Henry Jordan

Personal information
- Full name: Henry Guy Bowen Jordan
- Born: 10 June 1898 Fairfield, Derbyshire, England
- Died: 5 October 1981 (aged 83) Tonbridge, Kent, England
- Batting: Right-handed

Domestic team information
- 1926: Derbyshire
- Only FC: 5 June 1926 Derbyshire v Essex

Career statistics
| Competition | First-class |
| Matches | 1 |
| Runs scored | 0 |
| Batting average | 0.00 |
| 100s/50s | 0/0 |
| Top score | 0 |
| Catches/stumpings | 0/– |
- Source: CricketArchive, February 2012

= Henry Jordan (cricketer) =

English cricketer and Indian Army officer

Henry Guy Bowen Jordan (10 June 1898 - 5 October 1981) was an English officer in the Indian Army and a cricketer who played first-class cricket for Derbyshire in 1926.

Jordan was born in Fairfield, Derbyshire and was educated at Marlborough College where he played cricket in the 1st XI from 1914 to 1916. He played one match for Derbyshire in the 1926 season, a County Championship match against Essex. He was a right-handed batsman and failed to score in either innings the match.

Jordan was commissioned a temporary second lieutenant in the Reserve Regiment of Cavalry 29 June 1917. He was transferred to the General List for service with the Indian Army (on probation) on 6 November 1918 as a second lieutenant with seniority 29 June 1917. On 26 January 1919 he was attached to the 32nd Lancers on probation. He was appointed quartermaster 16 May 1919, then Adjutant 28 September 1919.

> **What is being asked**:
In the Henry Jordan biography, starting with "English cricketer and" and going on through "innings the match.", can you write that part out again with "batsman" changed to "batter"?

Collected data
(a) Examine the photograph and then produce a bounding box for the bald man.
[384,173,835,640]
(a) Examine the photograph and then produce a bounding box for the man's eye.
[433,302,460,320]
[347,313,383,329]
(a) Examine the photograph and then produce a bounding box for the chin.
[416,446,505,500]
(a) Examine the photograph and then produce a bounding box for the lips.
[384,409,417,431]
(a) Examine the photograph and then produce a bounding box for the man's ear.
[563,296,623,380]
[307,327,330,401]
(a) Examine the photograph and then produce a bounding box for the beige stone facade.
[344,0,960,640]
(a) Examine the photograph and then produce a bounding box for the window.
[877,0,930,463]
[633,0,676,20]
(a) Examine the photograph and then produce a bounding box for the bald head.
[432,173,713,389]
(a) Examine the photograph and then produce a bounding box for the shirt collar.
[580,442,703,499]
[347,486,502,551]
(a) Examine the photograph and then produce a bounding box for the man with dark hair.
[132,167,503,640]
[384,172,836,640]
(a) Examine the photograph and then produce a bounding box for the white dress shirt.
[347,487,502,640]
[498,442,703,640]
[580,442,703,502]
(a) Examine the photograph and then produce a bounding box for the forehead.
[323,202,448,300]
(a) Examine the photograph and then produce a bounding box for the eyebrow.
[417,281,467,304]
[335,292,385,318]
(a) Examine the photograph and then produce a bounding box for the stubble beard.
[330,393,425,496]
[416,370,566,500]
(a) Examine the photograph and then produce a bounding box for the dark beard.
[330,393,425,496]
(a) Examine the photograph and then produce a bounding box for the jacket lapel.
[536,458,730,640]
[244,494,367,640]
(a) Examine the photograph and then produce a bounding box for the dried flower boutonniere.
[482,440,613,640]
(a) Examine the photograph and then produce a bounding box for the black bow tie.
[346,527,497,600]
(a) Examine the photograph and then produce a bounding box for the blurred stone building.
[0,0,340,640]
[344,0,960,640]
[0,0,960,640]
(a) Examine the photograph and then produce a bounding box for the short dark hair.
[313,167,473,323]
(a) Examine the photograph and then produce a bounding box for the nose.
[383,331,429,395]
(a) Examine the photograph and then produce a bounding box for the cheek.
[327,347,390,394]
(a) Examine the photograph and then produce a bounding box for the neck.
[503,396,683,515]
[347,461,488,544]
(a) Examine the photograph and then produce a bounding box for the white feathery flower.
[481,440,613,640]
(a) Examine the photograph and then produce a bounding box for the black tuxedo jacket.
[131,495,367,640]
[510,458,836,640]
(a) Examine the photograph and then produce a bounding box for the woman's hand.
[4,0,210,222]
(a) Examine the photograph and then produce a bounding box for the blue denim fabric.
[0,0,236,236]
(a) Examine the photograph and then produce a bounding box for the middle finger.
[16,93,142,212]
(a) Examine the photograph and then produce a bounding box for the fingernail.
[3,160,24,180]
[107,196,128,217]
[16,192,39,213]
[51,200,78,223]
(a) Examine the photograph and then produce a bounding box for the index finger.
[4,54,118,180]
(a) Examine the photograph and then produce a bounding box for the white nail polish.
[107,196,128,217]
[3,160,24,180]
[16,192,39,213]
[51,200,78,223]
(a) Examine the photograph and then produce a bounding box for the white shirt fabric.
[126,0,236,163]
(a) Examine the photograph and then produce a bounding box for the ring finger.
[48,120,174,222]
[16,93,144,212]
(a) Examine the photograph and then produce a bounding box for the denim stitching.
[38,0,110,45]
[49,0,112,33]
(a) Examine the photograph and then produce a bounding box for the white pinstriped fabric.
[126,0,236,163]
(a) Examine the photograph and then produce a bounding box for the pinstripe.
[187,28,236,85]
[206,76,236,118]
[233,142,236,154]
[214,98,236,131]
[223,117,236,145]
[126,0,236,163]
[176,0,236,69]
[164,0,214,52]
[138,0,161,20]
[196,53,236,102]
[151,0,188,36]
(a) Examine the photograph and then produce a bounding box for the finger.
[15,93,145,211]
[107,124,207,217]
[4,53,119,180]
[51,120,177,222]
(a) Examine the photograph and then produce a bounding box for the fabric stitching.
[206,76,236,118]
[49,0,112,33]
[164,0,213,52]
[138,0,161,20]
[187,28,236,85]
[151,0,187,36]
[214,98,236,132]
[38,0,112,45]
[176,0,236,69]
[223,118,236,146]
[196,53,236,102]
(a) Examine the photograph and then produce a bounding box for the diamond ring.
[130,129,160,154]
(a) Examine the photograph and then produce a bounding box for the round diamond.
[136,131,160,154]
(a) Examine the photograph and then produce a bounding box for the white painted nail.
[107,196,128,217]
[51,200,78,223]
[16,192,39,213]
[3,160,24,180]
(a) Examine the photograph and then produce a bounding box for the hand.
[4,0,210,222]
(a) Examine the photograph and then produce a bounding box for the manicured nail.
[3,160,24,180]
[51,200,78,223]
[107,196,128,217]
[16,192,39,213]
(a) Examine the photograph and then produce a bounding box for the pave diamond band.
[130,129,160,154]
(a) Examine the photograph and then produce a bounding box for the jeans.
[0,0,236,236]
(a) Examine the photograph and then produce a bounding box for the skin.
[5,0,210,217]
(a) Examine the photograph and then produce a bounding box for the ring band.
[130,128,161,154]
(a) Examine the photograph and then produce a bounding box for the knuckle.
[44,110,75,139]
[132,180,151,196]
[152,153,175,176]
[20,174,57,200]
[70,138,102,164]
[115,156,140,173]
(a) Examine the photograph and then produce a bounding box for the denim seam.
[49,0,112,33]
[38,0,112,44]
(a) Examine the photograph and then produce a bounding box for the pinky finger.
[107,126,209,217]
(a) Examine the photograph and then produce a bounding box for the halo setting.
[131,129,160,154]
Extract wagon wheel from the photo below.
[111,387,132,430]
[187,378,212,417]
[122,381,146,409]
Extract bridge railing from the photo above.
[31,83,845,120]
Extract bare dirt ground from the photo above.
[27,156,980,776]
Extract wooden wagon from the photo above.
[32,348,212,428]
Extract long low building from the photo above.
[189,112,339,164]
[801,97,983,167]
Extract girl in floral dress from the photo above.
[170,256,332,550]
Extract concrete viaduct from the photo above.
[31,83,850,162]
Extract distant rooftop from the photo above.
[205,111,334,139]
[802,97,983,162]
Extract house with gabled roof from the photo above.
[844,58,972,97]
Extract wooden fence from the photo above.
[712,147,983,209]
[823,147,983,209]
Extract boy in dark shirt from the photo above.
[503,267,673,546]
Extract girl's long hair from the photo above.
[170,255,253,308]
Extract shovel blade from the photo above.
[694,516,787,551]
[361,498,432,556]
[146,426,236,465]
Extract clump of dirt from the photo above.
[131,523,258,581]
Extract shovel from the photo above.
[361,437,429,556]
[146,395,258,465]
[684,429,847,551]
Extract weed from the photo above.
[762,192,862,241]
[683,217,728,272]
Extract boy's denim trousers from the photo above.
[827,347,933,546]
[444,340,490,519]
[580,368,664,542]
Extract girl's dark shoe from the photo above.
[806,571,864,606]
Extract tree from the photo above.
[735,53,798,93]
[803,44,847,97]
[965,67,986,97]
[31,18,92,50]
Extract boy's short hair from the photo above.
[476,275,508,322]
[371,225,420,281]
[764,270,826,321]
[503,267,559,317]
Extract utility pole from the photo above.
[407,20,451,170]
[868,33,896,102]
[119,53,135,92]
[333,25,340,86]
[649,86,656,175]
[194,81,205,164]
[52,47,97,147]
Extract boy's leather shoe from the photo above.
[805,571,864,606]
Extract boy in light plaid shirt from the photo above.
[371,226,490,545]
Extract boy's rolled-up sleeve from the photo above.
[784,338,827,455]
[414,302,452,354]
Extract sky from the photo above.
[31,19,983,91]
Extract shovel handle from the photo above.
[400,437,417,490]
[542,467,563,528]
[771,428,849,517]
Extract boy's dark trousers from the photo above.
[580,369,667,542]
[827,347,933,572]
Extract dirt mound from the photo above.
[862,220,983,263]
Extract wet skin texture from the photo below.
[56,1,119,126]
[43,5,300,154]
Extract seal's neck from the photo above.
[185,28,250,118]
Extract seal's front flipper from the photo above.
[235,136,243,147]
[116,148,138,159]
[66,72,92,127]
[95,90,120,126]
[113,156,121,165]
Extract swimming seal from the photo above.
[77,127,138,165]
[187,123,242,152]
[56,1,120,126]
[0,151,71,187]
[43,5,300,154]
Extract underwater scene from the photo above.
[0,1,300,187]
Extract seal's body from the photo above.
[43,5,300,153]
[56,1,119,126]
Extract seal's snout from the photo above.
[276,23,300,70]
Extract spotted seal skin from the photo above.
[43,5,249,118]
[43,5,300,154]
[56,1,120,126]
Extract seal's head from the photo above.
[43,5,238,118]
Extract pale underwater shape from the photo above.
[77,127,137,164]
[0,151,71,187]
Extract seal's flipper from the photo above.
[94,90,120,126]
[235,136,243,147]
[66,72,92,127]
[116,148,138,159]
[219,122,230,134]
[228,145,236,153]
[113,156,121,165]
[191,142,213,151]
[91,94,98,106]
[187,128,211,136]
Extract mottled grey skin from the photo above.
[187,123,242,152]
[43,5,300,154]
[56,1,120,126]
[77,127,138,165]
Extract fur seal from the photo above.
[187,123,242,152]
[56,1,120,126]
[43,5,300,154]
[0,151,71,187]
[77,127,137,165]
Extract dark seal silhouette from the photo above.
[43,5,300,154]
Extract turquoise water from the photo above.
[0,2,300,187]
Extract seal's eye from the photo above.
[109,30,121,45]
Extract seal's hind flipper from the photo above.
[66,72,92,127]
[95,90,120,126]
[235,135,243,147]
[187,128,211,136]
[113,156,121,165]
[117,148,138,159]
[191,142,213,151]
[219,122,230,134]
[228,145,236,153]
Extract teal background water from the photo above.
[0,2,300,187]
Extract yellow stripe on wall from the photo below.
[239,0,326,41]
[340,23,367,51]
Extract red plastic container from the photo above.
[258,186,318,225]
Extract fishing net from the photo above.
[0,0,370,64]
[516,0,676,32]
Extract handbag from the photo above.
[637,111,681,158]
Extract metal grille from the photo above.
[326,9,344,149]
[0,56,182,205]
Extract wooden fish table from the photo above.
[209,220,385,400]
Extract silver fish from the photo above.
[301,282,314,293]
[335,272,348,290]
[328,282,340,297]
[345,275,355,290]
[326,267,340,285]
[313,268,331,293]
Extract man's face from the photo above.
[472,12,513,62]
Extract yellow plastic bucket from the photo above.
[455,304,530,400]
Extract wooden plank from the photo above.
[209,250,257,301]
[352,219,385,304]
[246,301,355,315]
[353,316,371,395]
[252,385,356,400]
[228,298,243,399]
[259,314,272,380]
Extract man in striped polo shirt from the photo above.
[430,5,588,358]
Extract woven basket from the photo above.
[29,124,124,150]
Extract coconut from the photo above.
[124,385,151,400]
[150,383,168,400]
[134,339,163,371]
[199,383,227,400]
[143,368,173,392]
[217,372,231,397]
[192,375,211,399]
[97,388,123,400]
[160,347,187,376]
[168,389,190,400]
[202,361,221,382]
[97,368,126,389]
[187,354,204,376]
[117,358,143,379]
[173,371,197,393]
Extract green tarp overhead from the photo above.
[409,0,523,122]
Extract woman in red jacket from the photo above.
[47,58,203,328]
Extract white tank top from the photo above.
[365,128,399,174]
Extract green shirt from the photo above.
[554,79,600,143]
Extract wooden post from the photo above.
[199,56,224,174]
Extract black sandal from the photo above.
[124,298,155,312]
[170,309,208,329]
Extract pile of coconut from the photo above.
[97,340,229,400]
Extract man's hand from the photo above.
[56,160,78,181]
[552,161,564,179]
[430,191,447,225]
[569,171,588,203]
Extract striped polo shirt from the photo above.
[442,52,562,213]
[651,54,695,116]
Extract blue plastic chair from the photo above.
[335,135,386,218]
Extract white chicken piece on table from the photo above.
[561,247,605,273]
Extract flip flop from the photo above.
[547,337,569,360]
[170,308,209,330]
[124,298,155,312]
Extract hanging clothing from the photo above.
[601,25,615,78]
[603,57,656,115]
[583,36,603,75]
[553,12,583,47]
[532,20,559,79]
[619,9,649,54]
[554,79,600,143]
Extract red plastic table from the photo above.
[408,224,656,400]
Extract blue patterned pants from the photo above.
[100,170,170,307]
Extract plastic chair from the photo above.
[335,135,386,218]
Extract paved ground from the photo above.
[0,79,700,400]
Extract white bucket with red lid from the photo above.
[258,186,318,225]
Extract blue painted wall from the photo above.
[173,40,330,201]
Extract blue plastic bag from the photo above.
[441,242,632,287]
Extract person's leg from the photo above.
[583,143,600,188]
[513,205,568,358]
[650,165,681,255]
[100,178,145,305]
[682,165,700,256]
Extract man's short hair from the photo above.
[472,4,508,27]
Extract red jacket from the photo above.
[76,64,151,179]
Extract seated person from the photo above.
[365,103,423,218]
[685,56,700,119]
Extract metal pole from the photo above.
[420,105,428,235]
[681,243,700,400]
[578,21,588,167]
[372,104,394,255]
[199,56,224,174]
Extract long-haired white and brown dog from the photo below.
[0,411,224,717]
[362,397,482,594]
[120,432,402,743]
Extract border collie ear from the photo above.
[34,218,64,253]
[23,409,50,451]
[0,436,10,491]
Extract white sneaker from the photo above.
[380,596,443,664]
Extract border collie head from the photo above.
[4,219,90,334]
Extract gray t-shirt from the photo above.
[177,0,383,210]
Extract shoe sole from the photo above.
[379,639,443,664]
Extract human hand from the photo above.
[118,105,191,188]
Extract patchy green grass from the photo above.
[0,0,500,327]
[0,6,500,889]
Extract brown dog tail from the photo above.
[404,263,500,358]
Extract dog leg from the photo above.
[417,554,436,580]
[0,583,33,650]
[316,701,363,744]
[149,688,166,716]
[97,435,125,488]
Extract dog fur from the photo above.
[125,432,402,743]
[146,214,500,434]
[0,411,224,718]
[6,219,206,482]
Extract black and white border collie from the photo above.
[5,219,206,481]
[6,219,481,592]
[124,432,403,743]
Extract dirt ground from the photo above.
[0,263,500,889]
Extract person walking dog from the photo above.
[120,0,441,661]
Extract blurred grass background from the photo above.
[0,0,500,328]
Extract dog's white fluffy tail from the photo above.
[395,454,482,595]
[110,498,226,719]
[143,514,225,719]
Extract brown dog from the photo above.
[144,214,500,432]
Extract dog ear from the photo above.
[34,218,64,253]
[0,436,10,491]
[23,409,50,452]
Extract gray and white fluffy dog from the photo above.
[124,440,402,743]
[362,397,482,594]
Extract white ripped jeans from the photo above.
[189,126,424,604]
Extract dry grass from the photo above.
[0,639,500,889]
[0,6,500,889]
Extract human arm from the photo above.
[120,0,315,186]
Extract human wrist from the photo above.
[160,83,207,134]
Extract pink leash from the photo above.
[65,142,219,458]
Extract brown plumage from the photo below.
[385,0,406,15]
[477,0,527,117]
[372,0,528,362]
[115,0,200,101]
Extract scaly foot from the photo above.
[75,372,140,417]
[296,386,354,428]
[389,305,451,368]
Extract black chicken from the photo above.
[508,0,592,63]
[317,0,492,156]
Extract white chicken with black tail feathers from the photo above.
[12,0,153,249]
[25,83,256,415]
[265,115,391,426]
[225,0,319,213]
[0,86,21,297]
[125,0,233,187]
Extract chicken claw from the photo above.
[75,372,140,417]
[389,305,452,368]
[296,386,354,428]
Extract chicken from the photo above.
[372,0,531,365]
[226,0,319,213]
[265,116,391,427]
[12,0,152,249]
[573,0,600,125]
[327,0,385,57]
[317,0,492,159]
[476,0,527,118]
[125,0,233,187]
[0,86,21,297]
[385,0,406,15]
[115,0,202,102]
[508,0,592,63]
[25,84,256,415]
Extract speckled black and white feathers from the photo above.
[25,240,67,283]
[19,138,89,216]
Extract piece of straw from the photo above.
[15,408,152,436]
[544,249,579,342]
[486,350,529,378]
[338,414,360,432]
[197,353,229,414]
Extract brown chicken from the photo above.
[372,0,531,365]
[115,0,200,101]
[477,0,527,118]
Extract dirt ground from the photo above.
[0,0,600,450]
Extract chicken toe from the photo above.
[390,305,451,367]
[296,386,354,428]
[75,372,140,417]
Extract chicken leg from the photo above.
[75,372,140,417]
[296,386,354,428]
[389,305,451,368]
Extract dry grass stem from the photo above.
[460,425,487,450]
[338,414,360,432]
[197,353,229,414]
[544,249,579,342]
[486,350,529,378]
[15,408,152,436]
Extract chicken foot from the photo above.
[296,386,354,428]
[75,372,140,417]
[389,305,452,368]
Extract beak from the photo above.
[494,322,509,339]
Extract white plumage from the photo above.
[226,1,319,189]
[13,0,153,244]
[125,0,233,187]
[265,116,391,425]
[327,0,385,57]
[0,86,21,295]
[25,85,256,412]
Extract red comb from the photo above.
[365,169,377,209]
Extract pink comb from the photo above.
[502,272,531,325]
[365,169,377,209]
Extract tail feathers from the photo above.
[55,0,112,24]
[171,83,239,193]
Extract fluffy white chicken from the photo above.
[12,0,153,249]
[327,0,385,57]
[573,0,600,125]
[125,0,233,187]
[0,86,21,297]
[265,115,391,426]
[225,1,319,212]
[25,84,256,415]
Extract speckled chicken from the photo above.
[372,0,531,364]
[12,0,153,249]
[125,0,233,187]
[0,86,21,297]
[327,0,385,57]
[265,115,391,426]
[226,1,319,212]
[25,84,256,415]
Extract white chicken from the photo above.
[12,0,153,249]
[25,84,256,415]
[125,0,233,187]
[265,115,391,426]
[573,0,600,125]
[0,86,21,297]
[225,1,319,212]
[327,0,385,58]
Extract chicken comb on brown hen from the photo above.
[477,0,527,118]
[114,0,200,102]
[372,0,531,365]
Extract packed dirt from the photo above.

> **Your solution**:
English cricketer and Indian Army officer

Henry Guy Bowen Jordan (10 June 1898 - 5 October 1981) was an English officer in the Indian Army and a cricketer who played first-class cricket for Derbyshire in 1926.

Jordan was born in Fairfield, Derbyshire and was educated at Marlborough College where he played cricket in the 1st XI from 1914 to 1916. He played one match for Derbyshire in the 1926 season, a County Championship match against Essex. He was a right-handed batter and failed to score in either innings the match.